TASK TO CARRY OUT: Could you copy the part of the text on uncertainty in deep learning that opens with the words containing "Methods such as" and closes with "brake or not."?

Machine learning heavily relies on probability theory. Hence, managing uncertainty (read imperfect or incomplete information) is key to machine learning (ML) projects.
Ideally, deep learning makes it possible to produce dependable predictions on data from the same distribution the models were trained on. However, there are often disparities in the distribution of data on which the model was trained and to which a model is applied. For example, a 2018 study found that deep learning models trained to detect pneumonia in chest x-rays did not achieve the same degree of accuracy when they were evaluated on previously unseen data from hospitals.
Methods such as Gaussian processes are very helpful in data analysis and decision making. For instance, an autonomous car may use this information to decide whether it should brake or not.
That said, in assessing data and making decisions, it is important to also be able to question whether a model is certain about its output. While this is an underlying concern of Bayesian machine learning, deep learning models often ignore these questions— leading to situations in which it is difficult to tell whether a model is making a reasonable prediction or making guesses at random.
There are two major types of uncertainty in deep learning: epistemic uncertainty and aleatoric uncertainty.
Epistemic uncertainty specifically refers to what a model doesn’t know because it was fed inappropriate training data. This occurs when a model doesn’t have a sufficient amount of data and knowledge, which usually happens when there aren’t enough samples available for training the AI.

GIVEN RECORDS:
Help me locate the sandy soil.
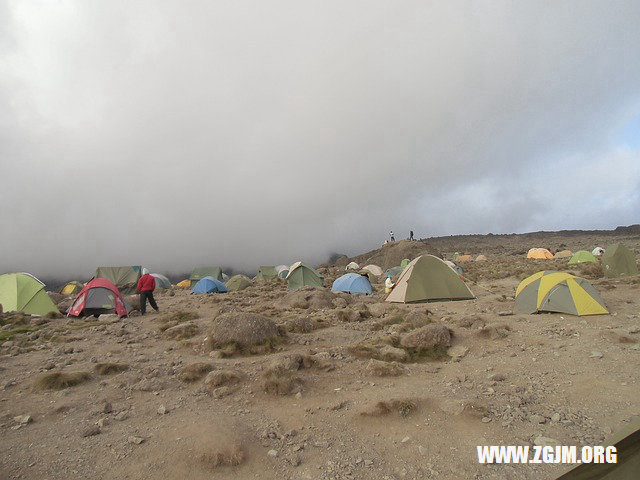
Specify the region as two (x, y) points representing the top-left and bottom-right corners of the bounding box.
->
(0, 234), (640, 480)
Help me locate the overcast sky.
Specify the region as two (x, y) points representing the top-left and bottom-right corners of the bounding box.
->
(0, 0), (640, 275)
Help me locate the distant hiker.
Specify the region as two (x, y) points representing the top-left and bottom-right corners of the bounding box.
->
(384, 275), (393, 293)
(138, 268), (160, 315)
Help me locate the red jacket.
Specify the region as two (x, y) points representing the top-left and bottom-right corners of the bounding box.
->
(138, 273), (156, 292)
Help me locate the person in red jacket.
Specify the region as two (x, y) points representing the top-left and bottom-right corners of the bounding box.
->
(138, 268), (160, 315)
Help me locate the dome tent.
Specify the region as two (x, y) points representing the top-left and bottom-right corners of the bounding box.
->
(287, 262), (324, 290)
(331, 273), (372, 295)
(386, 255), (475, 303)
(67, 278), (130, 317)
(600, 243), (638, 277)
(569, 250), (596, 265)
(60, 280), (84, 295)
(0, 273), (60, 315)
(226, 275), (252, 292)
(151, 273), (171, 289)
(515, 271), (609, 315)
(191, 276), (228, 293)
(189, 267), (222, 288)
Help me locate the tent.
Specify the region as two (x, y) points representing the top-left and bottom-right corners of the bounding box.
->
(516, 271), (609, 315)
(0, 273), (60, 315)
(94, 265), (141, 295)
(384, 267), (404, 277)
(444, 260), (464, 275)
(331, 273), (372, 295)
(67, 278), (130, 317)
(386, 255), (475, 303)
(569, 250), (596, 265)
(189, 267), (222, 288)
(151, 273), (171, 288)
(60, 280), (84, 295)
(191, 276), (227, 293)
(362, 265), (384, 277)
(256, 265), (278, 281)
(556, 417), (640, 480)
(600, 243), (638, 277)
(226, 275), (251, 292)
(527, 248), (553, 260)
(286, 262), (324, 290)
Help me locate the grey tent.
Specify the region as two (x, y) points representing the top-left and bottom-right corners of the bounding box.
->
(151, 273), (171, 288)
(95, 265), (142, 295)
(189, 267), (222, 288)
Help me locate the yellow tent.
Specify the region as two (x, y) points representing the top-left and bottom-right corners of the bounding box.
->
(527, 248), (553, 260)
(515, 271), (609, 315)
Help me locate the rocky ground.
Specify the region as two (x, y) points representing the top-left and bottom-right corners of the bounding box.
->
(0, 233), (640, 480)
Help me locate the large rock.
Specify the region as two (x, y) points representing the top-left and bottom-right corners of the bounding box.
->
(208, 313), (278, 348)
(400, 324), (451, 348)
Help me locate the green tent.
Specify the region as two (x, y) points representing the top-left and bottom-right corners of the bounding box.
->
(287, 262), (324, 290)
(600, 243), (638, 277)
(569, 250), (596, 265)
(557, 417), (640, 480)
(189, 267), (222, 288)
(0, 273), (60, 315)
(227, 275), (251, 292)
(386, 255), (475, 303)
(95, 265), (142, 295)
(256, 265), (278, 281)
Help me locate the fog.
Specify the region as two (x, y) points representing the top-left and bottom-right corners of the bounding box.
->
(0, 0), (640, 277)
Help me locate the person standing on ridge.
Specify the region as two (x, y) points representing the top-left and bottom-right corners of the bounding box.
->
(138, 268), (160, 315)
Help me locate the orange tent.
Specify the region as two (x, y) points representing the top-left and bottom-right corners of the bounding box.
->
(527, 248), (553, 260)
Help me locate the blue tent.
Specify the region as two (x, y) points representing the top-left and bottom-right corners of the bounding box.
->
(191, 276), (227, 293)
(331, 273), (371, 295)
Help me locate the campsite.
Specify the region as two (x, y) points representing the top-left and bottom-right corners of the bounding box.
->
(0, 231), (640, 480)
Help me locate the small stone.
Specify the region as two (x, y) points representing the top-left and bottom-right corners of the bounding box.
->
(127, 435), (144, 445)
(82, 425), (100, 437)
(533, 436), (560, 447)
(529, 413), (547, 423)
(13, 415), (33, 425)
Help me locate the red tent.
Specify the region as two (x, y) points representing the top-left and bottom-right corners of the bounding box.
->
(67, 278), (127, 317)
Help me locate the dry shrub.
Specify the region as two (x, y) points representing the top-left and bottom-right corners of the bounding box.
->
(366, 358), (404, 377)
(262, 366), (304, 395)
(198, 445), (245, 469)
(180, 362), (213, 382)
(360, 398), (418, 418)
(94, 363), (129, 375)
(34, 372), (91, 391)
(478, 323), (511, 340)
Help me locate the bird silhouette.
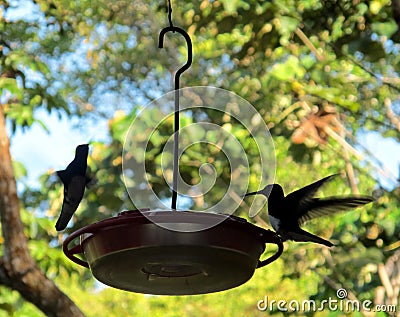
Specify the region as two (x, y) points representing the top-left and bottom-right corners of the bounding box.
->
(56, 144), (91, 231)
(245, 174), (373, 247)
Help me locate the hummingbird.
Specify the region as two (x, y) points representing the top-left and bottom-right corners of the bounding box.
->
(245, 174), (374, 247)
(56, 144), (92, 231)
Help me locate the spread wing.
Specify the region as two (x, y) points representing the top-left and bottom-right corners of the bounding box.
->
(298, 196), (374, 225)
(285, 174), (338, 209)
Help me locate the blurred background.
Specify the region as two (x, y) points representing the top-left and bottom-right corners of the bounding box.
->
(0, 0), (400, 316)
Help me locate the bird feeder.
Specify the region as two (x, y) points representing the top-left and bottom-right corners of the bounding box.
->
(63, 2), (283, 295)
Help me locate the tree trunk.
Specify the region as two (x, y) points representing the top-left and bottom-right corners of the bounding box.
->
(0, 105), (84, 316)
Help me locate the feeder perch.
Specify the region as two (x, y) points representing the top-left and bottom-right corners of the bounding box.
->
(63, 210), (283, 295)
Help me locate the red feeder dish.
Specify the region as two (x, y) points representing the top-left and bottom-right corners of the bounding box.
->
(63, 210), (283, 295)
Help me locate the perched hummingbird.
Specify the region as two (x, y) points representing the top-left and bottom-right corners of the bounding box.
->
(245, 174), (373, 247)
(56, 144), (91, 231)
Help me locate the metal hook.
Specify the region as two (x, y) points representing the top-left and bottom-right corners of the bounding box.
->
(158, 26), (193, 210)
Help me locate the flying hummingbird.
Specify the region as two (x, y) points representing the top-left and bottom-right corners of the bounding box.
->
(56, 144), (91, 231)
(245, 174), (373, 247)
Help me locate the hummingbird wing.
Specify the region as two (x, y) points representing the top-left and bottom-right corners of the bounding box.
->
(297, 196), (374, 225)
(285, 174), (338, 209)
(56, 175), (86, 231)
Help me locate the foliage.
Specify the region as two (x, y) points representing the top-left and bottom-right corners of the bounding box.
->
(0, 0), (400, 316)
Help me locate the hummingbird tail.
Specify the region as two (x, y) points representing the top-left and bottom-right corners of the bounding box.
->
(244, 192), (260, 197)
(289, 229), (333, 247)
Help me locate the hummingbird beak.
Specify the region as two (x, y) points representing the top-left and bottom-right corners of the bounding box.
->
(244, 190), (261, 197)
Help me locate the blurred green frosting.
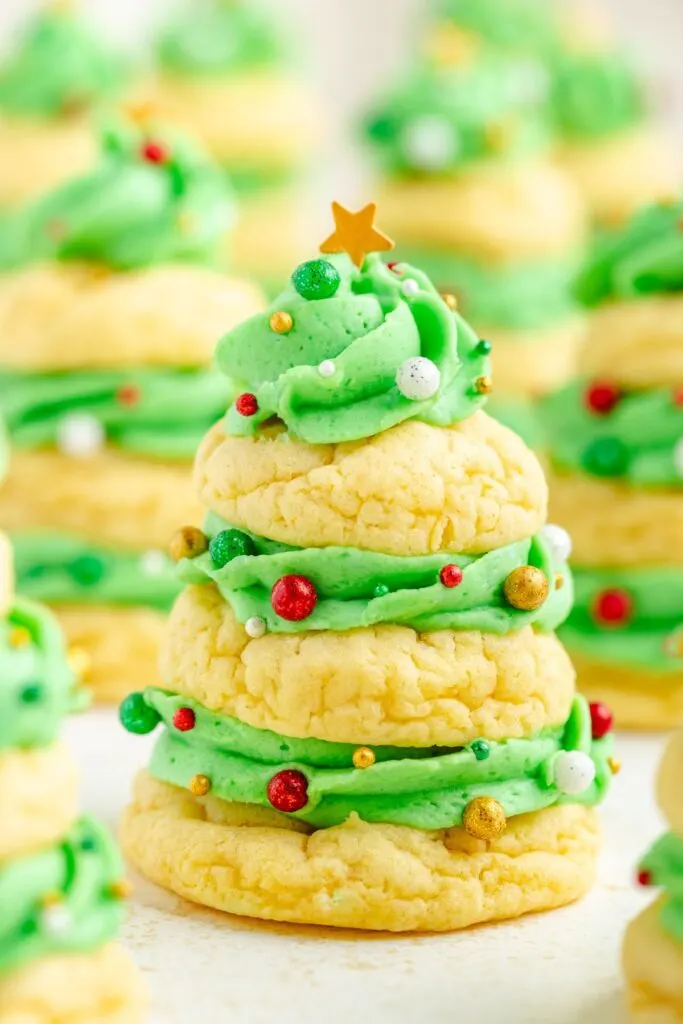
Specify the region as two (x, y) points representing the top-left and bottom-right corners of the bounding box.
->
(157, 0), (284, 75)
(222, 254), (489, 443)
(0, 7), (126, 118)
(0, 123), (234, 270)
(577, 200), (683, 306)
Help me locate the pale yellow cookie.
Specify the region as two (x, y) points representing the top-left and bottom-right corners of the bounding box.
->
(151, 71), (319, 172)
(558, 125), (683, 226)
(0, 449), (203, 551)
(194, 413), (547, 555)
(0, 743), (78, 863)
(548, 469), (683, 567)
(161, 586), (574, 746)
(0, 944), (147, 1024)
(0, 263), (262, 371)
(378, 164), (585, 262)
(580, 294), (683, 388)
(121, 772), (599, 932)
(0, 112), (97, 210)
(52, 604), (166, 703)
(624, 901), (683, 1024)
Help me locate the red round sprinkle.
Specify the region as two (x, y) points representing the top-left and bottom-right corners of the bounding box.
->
(173, 708), (196, 732)
(584, 381), (622, 416)
(438, 565), (463, 588)
(589, 701), (614, 739)
(593, 590), (633, 626)
(234, 393), (258, 416)
(266, 768), (308, 814)
(270, 575), (317, 623)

WORKED SOLUTION:
Methods such as Gaussian processes are very helpful in data analysis and decision making. For instance, an autonomous car may use this information to decide whether it should brake or not.